Extract to read ▸
- - - -

Distance Function For Matched Randomization

6 Oct

What is the right distance function for creating greater balance before we randomize? One way to do it is not to think too much about the distance function at all. For instance, this paper takes all the variables, treats them as the same (you can do normalization if you want to) and you can use Mahalanobis distance, or what have you. There are two decisions here: about the subspace and about the weights.

Surprisingly, these ad hoc choices don’t have serious pitfalls except that the balance we get finally in the Y_0 (which is the quantity of interest) may not be great. There is also one case where the method will fail. The point is best illustrated with a contrived example. Imagine there is just one observed X and let’s say it is pure noise. If we were to match on noise and then randomize, it will be the case that it will increase the imbalance in the Y_0 half the time and decrease it another half the time. In all, the benefit of spending a lot of energy on improving balance in an ad hoc space, which may or may not help the true objective function, is likely overstated.

- - - -

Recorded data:
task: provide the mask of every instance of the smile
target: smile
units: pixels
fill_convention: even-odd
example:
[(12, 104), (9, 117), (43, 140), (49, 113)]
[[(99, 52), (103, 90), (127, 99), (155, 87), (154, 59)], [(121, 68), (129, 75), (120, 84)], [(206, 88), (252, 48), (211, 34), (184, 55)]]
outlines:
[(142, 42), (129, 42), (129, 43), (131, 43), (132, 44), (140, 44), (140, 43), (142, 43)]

- - - -

What to work on ▸
1. According to the post on distance functions for matched randomization, which two decisions are involved in the simple approach it describes?
2. Count the lines of the records that contain the string "smile".

Answers to each task ▸
1. One decision is about the subspace and the other is about the weights.

2. 2